Don’t Be Sick, Be Strong
by Guest Author, Heather Ashley
I was your average 21 year old girl, going to school and focusing on starting a new life. I had always loved exercising, dancing, and spending time with friends and family. My main stress was trying to maintain good grades in order to graduate with honors. Of course at this time I also thought finding a great boyfriend couldn’t hurt (who wouldn’t). However, little did I know my life was going to completely turn around.
I wound up having a severe allergic reaction to hair dye. My scalp turned bright red to the point where it was almost purple. After having gone to the doctor I was reassured that I was only dealing with an allergy and to take benadryl and drink a lot of water. My hair started falling out in fistfuls, a young woman’s nightmare. Lucky for me I had found the most amazing man around that time and he told me I could lose every hair on my head and he would still adore me.
After a few months, I knew something was terribly wrong. I hadn’t been able to lift my arms up to my head, making it difficult to wash or brush my hair and I was having a hard time walking up stairs. I didn’t know what was happening to me. Not to mention, I had a bright red rash on my eyelids, my chest, and my knuckles. I woke up one morning and literally felt like I had been hit by a bus. I had a hard time physically pushing myself out of bed. My muscles were aching and I knew I had to go see the doctor again. The doctor immediately sent me to see the dermatologist the next week. I was so scared. I know any of you out there who have dealt with something similar, or have seen a loved one dealing with something like this you can relate to the fear of the unknown. I felt like I was deteriorating and I could not believe that it was just an allergic reaction any longer. (In the picture if you look at my neck/chest area you can see where the rash had developed.)
Once I was at the dermatologist, the doctor came in, took one look at me and said “I think this is dermatomyositis, I need to go get someone” She rushed out of the room and I felt like I was swallowing knives. Dermato-what? I had never heard of this before. How serious was it? What was it? I felt like I was spinning out of control. The doctor rushed back in with her counterpart and they started taking pictures of my knuckles, my eyelids, and my chest. The doctor stepped back for a minute and explained that dermatomyositis was a rare muscle and autoimmune disease. She proceeded to tell me that my body attacks and destroys healthy tissue. The doctor told me I had to be referred to a rheumatologist in order to properly diagnose me. However, she also told me that since I was so young there was a chance that this disease could potentially be put into remission within a few years of medication. Also, I found out that there is a one our of three chance that if it does go into remission I may never have to deal with it again. That was motivation enough for me. The idea of disease, however, struck me as devastation. I never thought in a million years that I would be diagnosed at then age 22 with a serious disease. Little did I know, I hadn’t even dealt with anything yet. In my near future I was in for a lot more than I had bargained for…
Even though a diagnosis of myositis may not be convenient, and may alter your life’s path, make sure it alters it for the better. Find that something you truly believe in and don’t let myositis get in the way.

### ASSIGNMENT
Copy from "I wound up having" up to and including "still adore me." in the account of being diagnosed with dermatomyositis, word for word. The records have nothing to do with the account above.

### MATERIAL SUPPLIED
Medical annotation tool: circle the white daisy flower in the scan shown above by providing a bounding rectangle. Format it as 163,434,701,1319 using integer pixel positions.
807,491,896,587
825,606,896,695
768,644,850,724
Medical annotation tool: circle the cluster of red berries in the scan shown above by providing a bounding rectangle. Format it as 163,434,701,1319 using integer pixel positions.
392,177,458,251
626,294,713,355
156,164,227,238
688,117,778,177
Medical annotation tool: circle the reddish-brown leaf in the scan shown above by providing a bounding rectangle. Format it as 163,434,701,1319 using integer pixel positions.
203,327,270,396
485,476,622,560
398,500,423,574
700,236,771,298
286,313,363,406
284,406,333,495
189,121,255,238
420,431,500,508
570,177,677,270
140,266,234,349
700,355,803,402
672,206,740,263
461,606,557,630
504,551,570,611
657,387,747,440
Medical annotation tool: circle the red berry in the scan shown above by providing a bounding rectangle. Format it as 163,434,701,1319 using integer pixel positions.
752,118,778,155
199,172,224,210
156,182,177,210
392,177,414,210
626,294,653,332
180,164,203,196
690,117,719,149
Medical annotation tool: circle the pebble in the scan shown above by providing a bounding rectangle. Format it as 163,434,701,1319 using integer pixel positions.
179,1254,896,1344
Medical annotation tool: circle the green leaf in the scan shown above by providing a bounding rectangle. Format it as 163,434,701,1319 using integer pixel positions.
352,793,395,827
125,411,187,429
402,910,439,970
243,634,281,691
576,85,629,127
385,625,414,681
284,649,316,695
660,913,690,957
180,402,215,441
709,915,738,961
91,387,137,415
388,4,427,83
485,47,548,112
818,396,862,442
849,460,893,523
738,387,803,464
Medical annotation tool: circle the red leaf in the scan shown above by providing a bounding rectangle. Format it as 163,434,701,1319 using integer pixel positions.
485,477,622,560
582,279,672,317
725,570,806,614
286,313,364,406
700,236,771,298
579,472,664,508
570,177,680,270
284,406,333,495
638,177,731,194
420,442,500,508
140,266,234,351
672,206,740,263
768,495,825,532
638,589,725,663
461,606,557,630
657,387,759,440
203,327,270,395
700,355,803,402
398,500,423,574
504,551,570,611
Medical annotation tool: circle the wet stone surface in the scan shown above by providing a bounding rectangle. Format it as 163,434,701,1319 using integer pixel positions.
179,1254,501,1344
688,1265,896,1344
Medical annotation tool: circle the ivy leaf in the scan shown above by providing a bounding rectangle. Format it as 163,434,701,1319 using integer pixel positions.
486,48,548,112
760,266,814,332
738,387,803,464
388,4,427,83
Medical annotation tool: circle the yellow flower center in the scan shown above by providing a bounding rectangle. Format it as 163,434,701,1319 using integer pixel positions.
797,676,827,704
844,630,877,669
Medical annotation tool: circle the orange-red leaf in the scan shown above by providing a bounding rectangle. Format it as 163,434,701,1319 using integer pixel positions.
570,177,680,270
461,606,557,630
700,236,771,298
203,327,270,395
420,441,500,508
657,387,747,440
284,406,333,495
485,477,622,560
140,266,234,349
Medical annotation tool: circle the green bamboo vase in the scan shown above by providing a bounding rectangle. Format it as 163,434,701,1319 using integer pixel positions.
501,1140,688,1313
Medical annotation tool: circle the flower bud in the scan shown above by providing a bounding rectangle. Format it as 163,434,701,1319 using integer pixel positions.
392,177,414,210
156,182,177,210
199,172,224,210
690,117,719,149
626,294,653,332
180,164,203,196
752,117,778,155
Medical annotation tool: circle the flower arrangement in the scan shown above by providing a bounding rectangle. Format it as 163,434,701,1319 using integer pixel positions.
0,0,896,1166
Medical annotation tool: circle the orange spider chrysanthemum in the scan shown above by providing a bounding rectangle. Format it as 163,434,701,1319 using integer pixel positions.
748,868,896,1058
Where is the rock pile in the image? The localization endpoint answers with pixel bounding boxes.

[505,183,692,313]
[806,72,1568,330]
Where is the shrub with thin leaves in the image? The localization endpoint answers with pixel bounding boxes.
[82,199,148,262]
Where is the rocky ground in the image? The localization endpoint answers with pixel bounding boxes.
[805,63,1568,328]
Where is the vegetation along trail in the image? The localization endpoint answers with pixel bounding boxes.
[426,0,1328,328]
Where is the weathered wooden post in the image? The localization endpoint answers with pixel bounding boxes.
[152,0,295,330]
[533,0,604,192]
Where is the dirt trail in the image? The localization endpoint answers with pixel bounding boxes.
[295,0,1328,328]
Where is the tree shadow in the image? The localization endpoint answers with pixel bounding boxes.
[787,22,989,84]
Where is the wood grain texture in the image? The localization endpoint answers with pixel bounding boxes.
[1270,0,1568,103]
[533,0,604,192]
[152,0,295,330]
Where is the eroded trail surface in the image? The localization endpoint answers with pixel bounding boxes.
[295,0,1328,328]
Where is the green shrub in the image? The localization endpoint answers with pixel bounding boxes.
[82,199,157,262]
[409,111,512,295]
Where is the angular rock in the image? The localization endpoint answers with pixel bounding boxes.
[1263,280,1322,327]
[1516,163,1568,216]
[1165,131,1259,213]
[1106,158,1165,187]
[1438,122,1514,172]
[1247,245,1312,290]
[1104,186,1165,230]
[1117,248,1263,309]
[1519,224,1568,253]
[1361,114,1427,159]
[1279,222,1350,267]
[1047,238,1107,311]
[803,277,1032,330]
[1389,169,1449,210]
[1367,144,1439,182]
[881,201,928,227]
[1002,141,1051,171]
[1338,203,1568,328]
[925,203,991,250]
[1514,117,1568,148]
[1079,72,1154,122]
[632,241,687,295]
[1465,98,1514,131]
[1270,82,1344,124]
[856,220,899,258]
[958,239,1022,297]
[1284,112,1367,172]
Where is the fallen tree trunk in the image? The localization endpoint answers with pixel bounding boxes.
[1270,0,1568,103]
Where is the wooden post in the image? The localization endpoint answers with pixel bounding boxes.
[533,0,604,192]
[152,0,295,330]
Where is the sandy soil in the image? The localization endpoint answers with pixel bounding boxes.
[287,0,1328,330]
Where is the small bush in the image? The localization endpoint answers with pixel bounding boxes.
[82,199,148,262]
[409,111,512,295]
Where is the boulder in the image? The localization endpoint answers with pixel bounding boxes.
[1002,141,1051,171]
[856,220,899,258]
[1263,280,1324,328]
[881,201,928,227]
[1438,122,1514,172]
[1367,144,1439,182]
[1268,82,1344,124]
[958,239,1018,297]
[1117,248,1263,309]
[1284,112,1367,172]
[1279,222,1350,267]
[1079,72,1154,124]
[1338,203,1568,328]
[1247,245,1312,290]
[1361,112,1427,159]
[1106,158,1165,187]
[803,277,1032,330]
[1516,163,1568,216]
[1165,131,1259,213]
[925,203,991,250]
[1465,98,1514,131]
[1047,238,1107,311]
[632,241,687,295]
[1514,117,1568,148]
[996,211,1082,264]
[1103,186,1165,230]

### THE COMPLETED TASK
I wound up having a severe allergic reaction to hair dye. My scalp turned bright red to the point where it was almost purple. After having gone to the doctor I was reassured that I was only dealing with an allergy and to take benadryl and drink a lot of water. My hair started falling out in fistfuls, a young woman’s nightmare. Lucky for me I had found the most amazing man around that time and he told me I could lose every hair on my head and he would still adore me.